DOCUMENT EXCERPT:
-------------------------

1. half-life

3) Californium-252 has a half-life of 2.645 years. If the equation describing the decay of the readioactive nuclei is given by $y=y_0e^{kt}$, find:
a) the value of k
b) how long it will take for 95% of the radioactive nuclei to disintegrate.

Please offer a step-by-step solution; I don't know how to do half-lifes really, but need to for my exam.

2. Originally Posted by jangalinn
3) Californium-252 has a half-life of 2.645 years. If the equation describing the decay of the readioactive nuclei is given by $y=y_0e^{kt}$, find:
a) the value of k
b) how long it will take for 95% of the radioactive nuclei to disintegrate.

Please offer a step-by-step solution; I don't know how to do half-lifes really, but need to for my exam.
This is the second problem in which you say you have an exam coming up but have no idea how to do a problem. That's a very bad situation!

Half life MEANS "time until only half is left"- if you start with $y_0$, after one "half life" you will have $y_0/2$ left.

Put that into your given equation: $y_0/2= y_0e^{kt}$ when t is the half life- which you are told is 2.045 years: $y_0/2= y_0e^{2.045k}$. The " $y_0$"s cancel leaving $1/2= 0.5= e^{2.045k}$. Solve for k by taking the logarithm of both sides.

-------------------------

DATA PROVIDED:
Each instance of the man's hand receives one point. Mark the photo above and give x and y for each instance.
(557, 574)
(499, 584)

-------------------------

PROBLEM: Reproduce the half-life forum thread word for word, from start to finish.

RESULT OF THE EXERCISE:
1. half-life

3) Californium-252 has a half-life of 2.645 years. If the equation describing the decay of the readioactive nuclei is given by $y=y_0e^{kt}$, find:
a) the value of k
b) how long it will take for 95% of the radioactive nuclei to disintegrate.

Please offer a step-by-step solution; I don't know how to do half-lifes really, but need to for my exam.

2. Originally Posted by jangalinn
3) Californium-252 has a half-life of 2.645 years. If the equation describing the decay of the readioactive nuclei is given by $y=y_0e^{kt}$, find:
a) the value of k
b) how long it will take for 95% of the radioactive nuclei to disintegrate.

Please offer a step-by-step solution; I don't know how to do half-lifes really, but need to for my exam.
This is the second problem in which you say you have an exam coming up but have no idea how to do a problem. That's a very bad situation!

Half life MEANS "time until only half is left"- if you start with $y_0$, after one "half life" you will have $y_0/2$ left.

Put that into your given equation: $y_0/2= y_0e^{kt}$ when t is the half life- which you are told is 2.045 years: $y_0/2= y_0e^{2.045k}$. The " $y_0$"s cancel leaving $1/2= 0.5= e^{2.045k}$. Solve for k by taking the logarithm of both sides.